MATERIALS PROVIDED:
###
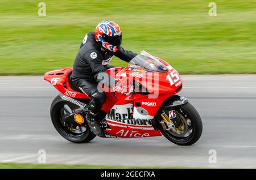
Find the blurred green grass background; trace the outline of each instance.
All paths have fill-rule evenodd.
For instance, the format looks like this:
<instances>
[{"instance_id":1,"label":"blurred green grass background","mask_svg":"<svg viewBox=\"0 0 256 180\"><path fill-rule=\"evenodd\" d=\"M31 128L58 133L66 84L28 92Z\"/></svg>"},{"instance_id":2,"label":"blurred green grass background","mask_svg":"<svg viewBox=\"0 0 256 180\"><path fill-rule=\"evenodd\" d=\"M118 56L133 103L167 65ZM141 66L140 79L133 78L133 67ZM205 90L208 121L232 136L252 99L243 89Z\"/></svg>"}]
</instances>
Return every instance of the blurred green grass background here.
<instances>
[{"instance_id":1,"label":"blurred green grass background","mask_svg":"<svg viewBox=\"0 0 256 180\"><path fill-rule=\"evenodd\" d=\"M256 72L256 0L0 1L0 75L40 75L71 67L85 35L116 22L122 46L144 49L181 74ZM112 65L126 63L114 58Z\"/></svg>"}]
</instances>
###
GOAL:
Copy every line of the records above word for word, and leave out the pictures.

TASK RESULT:
Find the blurred green grass background; trace the outline of each instance.
All paths have fill-rule evenodd.
For instance, the format looks like this:
<instances>
[{"instance_id":1,"label":"blurred green grass background","mask_svg":"<svg viewBox=\"0 0 256 180\"><path fill-rule=\"evenodd\" d=\"M31 128L58 133L66 84L28 92Z\"/></svg>"},{"instance_id":2,"label":"blurred green grass background","mask_svg":"<svg viewBox=\"0 0 256 180\"><path fill-rule=\"evenodd\" d=\"M118 56L133 103L167 65ZM141 66L140 79L133 78L133 67ZM205 90L208 121L232 136L252 99L243 89Z\"/></svg>"}]
</instances>
Return every instance of the blurred green grass background here.
<instances>
[{"instance_id":1,"label":"blurred green grass background","mask_svg":"<svg viewBox=\"0 0 256 180\"><path fill-rule=\"evenodd\" d=\"M256 72L256 0L0 1L0 75L40 75L71 67L85 35L116 22L122 46L144 49L181 74ZM112 65L126 63L114 58Z\"/></svg>"}]
</instances>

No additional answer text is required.